[Position annotation entries]
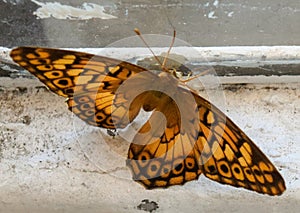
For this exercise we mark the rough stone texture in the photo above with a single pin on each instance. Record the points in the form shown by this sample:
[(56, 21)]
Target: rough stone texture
[(205, 23), (52, 162)]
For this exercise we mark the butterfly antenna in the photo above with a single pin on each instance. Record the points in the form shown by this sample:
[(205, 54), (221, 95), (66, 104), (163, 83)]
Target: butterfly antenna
[(137, 31), (169, 50)]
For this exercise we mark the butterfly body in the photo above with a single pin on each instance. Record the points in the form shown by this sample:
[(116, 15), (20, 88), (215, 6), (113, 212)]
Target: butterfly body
[(185, 135)]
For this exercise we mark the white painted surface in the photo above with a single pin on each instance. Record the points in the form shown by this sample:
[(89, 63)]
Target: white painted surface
[(61, 11), (57, 163)]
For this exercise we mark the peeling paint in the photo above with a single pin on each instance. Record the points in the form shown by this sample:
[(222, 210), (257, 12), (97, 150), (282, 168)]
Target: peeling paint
[(211, 15), (59, 11)]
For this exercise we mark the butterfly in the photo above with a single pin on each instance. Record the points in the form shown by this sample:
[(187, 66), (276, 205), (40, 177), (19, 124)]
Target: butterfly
[(184, 137)]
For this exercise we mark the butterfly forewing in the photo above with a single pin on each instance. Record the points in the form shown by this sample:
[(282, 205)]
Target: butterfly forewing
[(88, 81), (168, 149)]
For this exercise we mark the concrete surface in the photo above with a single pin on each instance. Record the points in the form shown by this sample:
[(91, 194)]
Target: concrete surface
[(65, 23), (52, 162)]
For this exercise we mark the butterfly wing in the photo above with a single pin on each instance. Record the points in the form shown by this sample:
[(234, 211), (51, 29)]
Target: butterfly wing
[(88, 81), (219, 150), (161, 155)]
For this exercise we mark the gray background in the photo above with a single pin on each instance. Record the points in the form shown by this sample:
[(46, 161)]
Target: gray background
[(236, 22)]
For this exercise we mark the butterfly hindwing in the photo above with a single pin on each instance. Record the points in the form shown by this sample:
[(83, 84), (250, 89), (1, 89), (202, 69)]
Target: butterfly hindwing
[(168, 149)]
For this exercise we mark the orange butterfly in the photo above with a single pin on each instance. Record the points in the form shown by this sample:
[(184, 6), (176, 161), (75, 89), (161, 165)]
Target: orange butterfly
[(192, 136)]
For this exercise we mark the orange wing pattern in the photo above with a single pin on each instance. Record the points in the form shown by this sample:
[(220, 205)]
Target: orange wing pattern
[(88, 81), (189, 139)]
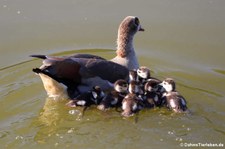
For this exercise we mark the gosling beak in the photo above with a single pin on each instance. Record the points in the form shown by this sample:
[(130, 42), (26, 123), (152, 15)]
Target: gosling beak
[(141, 29)]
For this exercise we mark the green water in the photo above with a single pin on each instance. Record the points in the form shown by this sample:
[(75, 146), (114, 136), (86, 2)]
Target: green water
[(182, 39)]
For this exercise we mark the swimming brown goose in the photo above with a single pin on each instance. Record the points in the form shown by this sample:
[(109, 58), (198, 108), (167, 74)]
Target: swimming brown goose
[(69, 76)]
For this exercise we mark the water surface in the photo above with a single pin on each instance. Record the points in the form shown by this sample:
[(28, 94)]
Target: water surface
[(183, 40)]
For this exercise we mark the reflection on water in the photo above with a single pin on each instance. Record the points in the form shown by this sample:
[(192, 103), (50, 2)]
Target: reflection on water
[(29, 118), (182, 39)]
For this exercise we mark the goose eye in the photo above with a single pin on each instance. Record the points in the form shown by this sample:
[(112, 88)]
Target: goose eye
[(136, 21)]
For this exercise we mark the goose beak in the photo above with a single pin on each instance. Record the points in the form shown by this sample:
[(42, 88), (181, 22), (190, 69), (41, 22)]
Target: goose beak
[(141, 29)]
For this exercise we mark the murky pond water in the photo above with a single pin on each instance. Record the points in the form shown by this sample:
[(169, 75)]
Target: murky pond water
[(183, 40)]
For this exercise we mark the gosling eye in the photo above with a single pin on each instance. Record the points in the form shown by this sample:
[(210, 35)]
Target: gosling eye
[(136, 21)]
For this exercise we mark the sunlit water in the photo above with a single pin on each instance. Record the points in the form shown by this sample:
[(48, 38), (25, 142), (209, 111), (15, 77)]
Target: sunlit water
[(183, 40)]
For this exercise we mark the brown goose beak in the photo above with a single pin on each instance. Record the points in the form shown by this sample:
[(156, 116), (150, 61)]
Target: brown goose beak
[(141, 29)]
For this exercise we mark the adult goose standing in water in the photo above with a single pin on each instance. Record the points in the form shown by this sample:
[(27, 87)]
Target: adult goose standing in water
[(67, 77)]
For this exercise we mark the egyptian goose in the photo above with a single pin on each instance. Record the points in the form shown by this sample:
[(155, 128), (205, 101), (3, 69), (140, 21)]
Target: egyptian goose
[(67, 77)]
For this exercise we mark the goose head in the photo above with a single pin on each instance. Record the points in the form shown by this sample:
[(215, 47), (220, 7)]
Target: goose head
[(127, 29)]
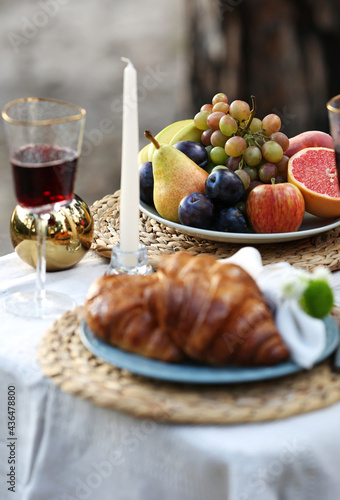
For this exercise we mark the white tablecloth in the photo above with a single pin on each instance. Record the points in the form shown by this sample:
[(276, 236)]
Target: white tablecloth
[(69, 449)]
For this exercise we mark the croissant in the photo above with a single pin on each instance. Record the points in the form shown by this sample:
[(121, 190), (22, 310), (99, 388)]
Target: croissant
[(193, 307)]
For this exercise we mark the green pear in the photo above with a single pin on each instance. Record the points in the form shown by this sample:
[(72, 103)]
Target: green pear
[(175, 176), (166, 135)]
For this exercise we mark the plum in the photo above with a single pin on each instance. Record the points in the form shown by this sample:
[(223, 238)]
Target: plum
[(231, 220), (224, 187), (196, 210), (146, 182), (195, 151)]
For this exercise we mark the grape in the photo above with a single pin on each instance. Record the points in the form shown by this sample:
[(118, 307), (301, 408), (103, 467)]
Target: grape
[(233, 163), (205, 137), (218, 139), (221, 106), (228, 125), (235, 146), (267, 171), (252, 156), (220, 97), (252, 172), (272, 151), (282, 166), (271, 124), (281, 139), (218, 155), (213, 119), (255, 125), (239, 110), (200, 120), (207, 107), (244, 176)]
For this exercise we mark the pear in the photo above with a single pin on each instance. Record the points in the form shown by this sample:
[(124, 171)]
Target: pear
[(175, 176), (187, 133), (143, 154), (165, 135)]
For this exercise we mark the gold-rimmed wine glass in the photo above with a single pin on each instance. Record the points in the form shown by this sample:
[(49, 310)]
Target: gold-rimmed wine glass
[(333, 107), (44, 138)]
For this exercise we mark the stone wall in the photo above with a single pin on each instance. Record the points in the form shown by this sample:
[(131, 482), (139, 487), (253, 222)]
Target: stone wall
[(71, 50)]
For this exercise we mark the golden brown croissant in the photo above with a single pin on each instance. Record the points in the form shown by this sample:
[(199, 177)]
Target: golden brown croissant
[(192, 307)]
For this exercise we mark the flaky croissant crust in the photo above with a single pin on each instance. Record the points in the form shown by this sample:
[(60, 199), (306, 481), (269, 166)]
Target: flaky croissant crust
[(192, 307)]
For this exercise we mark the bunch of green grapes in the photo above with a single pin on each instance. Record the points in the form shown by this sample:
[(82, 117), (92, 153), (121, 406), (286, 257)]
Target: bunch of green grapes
[(253, 148)]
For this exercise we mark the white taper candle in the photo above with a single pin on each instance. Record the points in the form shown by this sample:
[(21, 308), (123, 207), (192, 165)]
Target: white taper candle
[(129, 194)]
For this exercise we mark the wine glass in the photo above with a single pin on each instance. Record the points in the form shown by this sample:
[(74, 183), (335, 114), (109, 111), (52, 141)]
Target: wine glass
[(44, 138), (333, 107)]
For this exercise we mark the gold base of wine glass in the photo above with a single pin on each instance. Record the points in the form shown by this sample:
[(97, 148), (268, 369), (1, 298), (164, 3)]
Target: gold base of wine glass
[(68, 239)]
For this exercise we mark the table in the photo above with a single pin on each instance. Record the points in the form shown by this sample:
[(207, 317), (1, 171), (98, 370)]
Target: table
[(69, 449)]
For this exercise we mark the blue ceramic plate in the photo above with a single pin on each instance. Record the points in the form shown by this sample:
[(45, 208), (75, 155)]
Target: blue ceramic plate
[(196, 373), (311, 225)]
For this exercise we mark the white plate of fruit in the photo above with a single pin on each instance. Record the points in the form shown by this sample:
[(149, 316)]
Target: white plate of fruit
[(228, 176)]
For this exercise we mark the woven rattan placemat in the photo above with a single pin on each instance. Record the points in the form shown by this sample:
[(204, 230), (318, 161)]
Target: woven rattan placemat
[(321, 249), (71, 366)]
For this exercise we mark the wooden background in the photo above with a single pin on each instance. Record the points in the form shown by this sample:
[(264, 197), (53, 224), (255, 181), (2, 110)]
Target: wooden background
[(285, 52)]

▶ **TASK BRIEF**
Copy out, word for word, every line from the one containing "For this exercise we mark the white plate" through the last line of the entries, and nothing else.

▶ **OUTPUT OF THE EXERCISE**
For this exercise we mark the white plate of fruit in the photo above with a single pin on each instance. Record the points in the form shown by this sample:
[(149, 316)]
Target: white plate of fruit
[(228, 176)]
For this exercise we mark the woven rattan placemat in the photo above with a single pin on each instance. Record the points in the form shown by this sample:
[(204, 230), (318, 161)]
Target: woven rattan placemat
[(321, 249), (71, 366)]
For this exercise we mark the wooden background in the photo above with a single pin on each instance. Record the points in the form shown by this sample:
[(264, 197), (53, 224), (255, 181), (2, 110)]
Target: wooden background
[(285, 52)]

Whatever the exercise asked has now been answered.